(Annotation dataset entries)
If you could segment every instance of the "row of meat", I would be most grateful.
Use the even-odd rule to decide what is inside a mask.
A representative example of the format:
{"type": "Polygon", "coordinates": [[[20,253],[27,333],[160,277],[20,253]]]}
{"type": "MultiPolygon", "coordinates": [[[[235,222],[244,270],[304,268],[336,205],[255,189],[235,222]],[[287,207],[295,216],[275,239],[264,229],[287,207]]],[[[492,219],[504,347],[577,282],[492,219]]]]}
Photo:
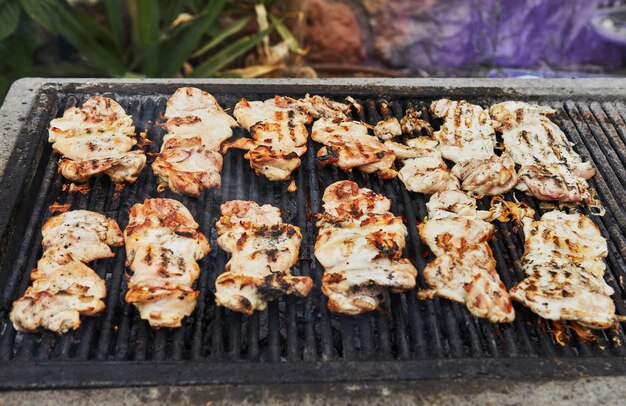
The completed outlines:
{"type": "MultiPolygon", "coordinates": [[[[402,254],[407,228],[390,206],[387,197],[351,181],[326,188],[315,256],[324,268],[321,289],[332,312],[376,310],[385,292],[415,288],[417,269],[402,254]]],[[[535,220],[529,207],[506,202],[481,211],[462,191],[435,193],[427,209],[418,229],[436,259],[423,271],[428,288],[418,290],[419,298],[454,300],[494,323],[514,320],[511,300],[545,319],[589,328],[621,320],[604,281],[606,240],[584,215],[555,210],[535,220]],[[489,239],[491,221],[510,217],[523,224],[527,277],[507,291],[489,239]]],[[[153,327],[180,327],[198,299],[197,261],[211,250],[198,228],[189,210],[172,199],[135,204],[123,233],[114,220],[91,211],[52,217],[42,228],[43,255],[32,285],[13,304],[13,325],[21,332],[67,332],[79,327],[81,315],[101,313],[105,282],[89,263],[114,256],[110,247],[125,244],[131,270],[126,301],[153,327]]],[[[300,229],[284,223],[278,208],[225,202],[216,229],[218,245],[231,255],[215,282],[218,305],[249,315],[282,295],[309,294],[313,280],[293,273],[300,229]]]]}
{"type": "MultiPolygon", "coordinates": [[[[384,103],[384,119],[375,126],[353,121],[351,109],[361,107],[348,99],[350,104],[321,96],[241,99],[233,118],[209,93],[180,88],[167,102],[167,134],[152,163],[159,190],[169,187],[198,196],[203,189],[219,187],[222,154],[230,148],[246,150],[244,157],[257,174],[289,180],[307,150],[306,125],[312,123],[311,138],[323,144],[317,154],[321,164],[356,168],[382,179],[398,176],[413,192],[462,189],[499,195],[516,188],[540,200],[593,199],[586,180],[595,169],[548,118],[554,113],[549,107],[509,101],[487,111],[441,99],[430,106],[432,116],[441,120],[434,131],[420,112],[408,110],[398,120],[384,103]],[[237,126],[248,130],[249,137],[229,140],[237,126]],[[394,141],[399,136],[405,141],[394,141]],[[454,163],[452,169],[444,159],[454,163]]],[[[94,97],[52,120],[49,141],[63,156],[60,173],[75,182],[99,173],[114,182],[133,182],[146,163],[144,152],[133,149],[137,140],[132,118],[105,97],[94,97]]]]}

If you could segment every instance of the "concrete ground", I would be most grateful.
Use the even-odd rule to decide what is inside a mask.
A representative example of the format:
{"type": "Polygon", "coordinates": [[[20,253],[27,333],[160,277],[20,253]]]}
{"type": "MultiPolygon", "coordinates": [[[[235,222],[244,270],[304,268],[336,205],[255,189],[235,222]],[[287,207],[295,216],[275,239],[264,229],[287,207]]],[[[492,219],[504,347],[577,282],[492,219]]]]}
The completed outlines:
{"type": "MultiPolygon", "coordinates": [[[[1,378],[0,378],[1,379],[1,378]]],[[[569,381],[419,381],[213,385],[0,393],[0,405],[619,405],[626,377],[569,381]]]]}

§ **What is asked**
Extract every line of the rows above that contains the word "most", matching it with case taken into account.

§ **Correct result**
If you could segment every instance of the "row of meat", I would be most grateful.
If you could segment every instance of the "concrete ground", I would be most grateful.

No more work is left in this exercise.